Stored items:

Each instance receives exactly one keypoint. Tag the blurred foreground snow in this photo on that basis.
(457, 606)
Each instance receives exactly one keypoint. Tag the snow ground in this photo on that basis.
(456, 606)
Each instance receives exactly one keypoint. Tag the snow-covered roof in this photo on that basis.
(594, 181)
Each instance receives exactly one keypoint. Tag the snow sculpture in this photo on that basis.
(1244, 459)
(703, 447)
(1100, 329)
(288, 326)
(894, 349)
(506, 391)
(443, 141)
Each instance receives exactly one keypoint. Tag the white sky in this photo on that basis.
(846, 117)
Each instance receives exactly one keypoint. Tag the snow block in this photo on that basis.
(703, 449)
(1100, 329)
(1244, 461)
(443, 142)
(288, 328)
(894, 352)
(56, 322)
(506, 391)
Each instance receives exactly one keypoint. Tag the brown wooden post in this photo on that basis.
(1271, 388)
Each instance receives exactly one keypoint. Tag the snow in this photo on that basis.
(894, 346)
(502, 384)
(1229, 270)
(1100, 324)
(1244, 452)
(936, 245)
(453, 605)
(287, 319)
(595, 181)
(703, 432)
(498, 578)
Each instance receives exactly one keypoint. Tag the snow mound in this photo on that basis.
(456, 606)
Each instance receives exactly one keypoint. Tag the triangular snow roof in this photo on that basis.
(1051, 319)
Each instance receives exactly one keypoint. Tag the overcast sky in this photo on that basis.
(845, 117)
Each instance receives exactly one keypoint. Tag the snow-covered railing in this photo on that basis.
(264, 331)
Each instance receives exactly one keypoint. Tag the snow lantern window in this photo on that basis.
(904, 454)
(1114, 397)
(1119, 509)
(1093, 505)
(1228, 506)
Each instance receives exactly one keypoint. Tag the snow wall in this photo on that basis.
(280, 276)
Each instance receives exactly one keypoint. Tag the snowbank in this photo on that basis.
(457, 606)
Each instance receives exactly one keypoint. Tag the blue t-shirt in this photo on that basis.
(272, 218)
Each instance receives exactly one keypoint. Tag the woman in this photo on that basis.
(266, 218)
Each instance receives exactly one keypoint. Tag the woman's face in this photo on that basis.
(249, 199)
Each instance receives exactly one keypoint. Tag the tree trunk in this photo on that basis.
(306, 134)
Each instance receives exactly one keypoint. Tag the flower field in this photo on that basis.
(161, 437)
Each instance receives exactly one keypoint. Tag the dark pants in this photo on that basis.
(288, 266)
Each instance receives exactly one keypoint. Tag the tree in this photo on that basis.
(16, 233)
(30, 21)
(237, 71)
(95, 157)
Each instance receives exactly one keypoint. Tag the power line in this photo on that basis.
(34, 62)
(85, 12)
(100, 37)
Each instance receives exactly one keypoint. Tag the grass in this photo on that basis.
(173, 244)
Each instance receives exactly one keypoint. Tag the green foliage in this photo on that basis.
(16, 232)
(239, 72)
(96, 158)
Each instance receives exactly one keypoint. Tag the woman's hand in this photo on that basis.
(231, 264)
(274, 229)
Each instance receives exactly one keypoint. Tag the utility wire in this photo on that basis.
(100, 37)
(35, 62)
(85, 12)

Set exercise – Starting at the line that contains "Each instance receives exactly one keypoint. Tag the power" and continuing through the last line of the listing, rewrite those lines with "woman's hand" replaced by "person's hand". Leave everything else unchanged.

Task result –
Each instance receives exactly one keypoint. Tag the power line in this photo on that basis.
(34, 62)
(85, 12)
(100, 37)
Each instance receives exactly one keypoint. Tag the grass in this photo on that basis.
(173, 244)
Each instance receives exactly one keypoint. Tag the green foliage in this photo on that basis.
(16, 232)
(239, 72)
(96, 158)
Each instance receives exactly one keypoint. Tag the person's hand in this photo on that basis.
(231, 264)
(274, 229)
Each instance receives exactly one keypoint. Tag the utility wire in this photo on that basis.
(100, 37)
(35, 62)
(85, 12)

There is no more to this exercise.